Object point labels:
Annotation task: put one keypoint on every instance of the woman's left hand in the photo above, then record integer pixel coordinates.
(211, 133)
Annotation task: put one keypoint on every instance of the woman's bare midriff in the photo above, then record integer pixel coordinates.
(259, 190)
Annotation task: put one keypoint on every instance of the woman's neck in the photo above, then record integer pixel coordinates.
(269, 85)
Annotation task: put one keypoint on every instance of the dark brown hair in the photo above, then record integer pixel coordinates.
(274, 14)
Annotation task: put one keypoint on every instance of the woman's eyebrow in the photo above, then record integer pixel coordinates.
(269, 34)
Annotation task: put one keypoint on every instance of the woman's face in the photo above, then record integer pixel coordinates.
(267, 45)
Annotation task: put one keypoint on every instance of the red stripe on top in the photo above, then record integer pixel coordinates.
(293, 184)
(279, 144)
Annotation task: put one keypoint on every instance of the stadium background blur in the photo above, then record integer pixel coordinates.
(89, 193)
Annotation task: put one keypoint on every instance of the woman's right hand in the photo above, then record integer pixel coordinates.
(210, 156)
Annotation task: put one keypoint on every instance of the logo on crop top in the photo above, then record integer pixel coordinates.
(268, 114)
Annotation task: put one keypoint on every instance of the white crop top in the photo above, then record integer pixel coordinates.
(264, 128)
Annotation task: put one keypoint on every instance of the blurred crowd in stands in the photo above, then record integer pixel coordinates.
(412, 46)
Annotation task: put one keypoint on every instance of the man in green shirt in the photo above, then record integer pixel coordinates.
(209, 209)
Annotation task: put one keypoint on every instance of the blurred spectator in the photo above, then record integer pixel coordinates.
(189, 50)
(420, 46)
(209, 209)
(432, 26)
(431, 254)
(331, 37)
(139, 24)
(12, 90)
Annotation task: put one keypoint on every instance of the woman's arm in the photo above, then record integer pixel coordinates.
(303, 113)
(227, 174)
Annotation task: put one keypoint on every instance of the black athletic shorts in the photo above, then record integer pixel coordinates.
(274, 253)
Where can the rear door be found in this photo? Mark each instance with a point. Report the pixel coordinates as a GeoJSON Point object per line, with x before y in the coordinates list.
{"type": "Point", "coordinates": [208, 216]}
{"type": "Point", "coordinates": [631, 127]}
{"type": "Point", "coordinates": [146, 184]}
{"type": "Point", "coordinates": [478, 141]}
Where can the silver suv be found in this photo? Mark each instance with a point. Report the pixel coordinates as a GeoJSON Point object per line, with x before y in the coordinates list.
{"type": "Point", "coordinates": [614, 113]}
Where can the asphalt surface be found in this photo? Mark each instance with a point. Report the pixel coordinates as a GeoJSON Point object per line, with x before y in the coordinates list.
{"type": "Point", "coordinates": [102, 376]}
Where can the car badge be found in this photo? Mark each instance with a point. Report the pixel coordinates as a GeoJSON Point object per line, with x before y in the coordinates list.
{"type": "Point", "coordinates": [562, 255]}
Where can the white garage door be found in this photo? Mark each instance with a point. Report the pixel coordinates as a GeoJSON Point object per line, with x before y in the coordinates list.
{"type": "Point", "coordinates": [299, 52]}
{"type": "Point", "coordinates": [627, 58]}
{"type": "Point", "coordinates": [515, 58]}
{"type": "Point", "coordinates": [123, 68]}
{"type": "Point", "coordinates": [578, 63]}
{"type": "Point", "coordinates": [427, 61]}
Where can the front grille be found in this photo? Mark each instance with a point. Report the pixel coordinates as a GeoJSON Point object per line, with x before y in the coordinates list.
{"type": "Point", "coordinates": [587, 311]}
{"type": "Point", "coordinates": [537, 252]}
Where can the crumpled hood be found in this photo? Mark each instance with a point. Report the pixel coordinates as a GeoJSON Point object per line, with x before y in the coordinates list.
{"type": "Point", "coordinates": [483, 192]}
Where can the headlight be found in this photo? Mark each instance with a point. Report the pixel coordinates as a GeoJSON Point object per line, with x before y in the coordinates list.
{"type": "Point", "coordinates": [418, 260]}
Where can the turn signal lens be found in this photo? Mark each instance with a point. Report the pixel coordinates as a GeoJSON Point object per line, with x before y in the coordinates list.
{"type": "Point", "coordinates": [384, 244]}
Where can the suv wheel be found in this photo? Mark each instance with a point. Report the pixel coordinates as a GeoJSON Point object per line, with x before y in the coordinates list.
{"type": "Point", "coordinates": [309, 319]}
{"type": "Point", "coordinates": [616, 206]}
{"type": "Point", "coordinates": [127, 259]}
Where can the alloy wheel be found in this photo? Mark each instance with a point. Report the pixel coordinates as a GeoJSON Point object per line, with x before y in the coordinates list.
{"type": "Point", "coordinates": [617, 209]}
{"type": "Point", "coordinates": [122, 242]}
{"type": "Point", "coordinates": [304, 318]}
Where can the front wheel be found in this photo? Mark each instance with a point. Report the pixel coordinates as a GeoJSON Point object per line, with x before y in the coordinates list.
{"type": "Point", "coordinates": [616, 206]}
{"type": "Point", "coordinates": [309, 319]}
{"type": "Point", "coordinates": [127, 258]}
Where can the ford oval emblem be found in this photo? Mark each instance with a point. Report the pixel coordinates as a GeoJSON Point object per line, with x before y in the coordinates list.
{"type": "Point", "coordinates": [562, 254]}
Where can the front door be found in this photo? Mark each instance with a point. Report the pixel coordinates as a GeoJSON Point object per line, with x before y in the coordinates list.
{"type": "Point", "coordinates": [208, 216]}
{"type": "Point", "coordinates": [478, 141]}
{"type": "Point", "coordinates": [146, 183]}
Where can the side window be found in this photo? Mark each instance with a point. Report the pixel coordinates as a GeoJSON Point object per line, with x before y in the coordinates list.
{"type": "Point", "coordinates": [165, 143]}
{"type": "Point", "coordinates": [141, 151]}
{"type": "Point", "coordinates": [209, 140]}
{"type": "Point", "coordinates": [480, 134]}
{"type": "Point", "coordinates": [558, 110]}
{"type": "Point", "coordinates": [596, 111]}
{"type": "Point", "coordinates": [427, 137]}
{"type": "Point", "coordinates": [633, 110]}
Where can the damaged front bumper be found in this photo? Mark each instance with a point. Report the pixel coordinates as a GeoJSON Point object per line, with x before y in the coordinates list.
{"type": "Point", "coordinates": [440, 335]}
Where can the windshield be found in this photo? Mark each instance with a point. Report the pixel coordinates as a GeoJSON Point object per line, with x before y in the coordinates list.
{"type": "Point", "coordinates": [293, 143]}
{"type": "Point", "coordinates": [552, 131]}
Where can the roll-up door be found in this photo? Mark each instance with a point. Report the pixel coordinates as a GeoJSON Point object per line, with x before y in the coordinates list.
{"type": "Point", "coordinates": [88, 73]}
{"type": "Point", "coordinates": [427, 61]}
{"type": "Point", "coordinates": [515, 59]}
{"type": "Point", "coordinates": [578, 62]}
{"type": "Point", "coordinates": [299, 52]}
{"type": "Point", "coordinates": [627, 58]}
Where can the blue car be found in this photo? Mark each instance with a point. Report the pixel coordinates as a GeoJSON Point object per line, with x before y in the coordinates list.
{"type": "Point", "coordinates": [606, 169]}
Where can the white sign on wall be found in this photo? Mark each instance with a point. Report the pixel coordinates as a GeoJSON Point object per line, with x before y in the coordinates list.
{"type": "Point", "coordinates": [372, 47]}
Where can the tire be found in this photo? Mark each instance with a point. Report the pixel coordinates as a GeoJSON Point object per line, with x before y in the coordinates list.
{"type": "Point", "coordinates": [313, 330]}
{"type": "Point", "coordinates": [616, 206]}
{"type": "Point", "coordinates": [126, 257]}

**WRITTEN REQUEST**
Take every line from the one containing "Where can the roll-up" to the end of the listing and output it exactly, with nothing else.

**FINISHED EXERCISE**
Where can the roll-up door be found in this photo? Mark each instance with a point. Report the pixel coordinates as a GeoJSON Point object per line, with x before y in the coordinates list.
{"type": "Point", "coordinates": [88, 73]}
{"type": "Point", "coordinates": [427, 61]}
{"type": "Point", "coordinates": [515, 59]}
{"type": "Point", "coordinates": [578, 62]}
{"type": "Point", "coordinates": [299, 52]}
{"type": "Point", "coordinates": [627, 58]}
Where can the blue car be found in this photo? Mark each instance with a point. Report the pixel coordinates as a GeoJSON Point object per line, with x before y in the coordinates list.
{"type": "Point", "coordinates": [606, 169]}
Where can the white sign on wall be found in this photo? Mark each instance with a point. Report the pixel coordinates as a GeoJSON Point object per line, with x before y in the coordinates list.
{"type": "Point", "coordinates": [372, 47]}
Where can the tire be found in this photo? Mark each instance with a point. Report the pixel coordinates as a GeoJSON Point object per line, with x before y in the coordinates list.
{"type": "Point", "coordinates": [313, 330]}
{"type": "Point", "coordinates": [616, 206]}
{"type": "Point", "coordinates": [126, 257]}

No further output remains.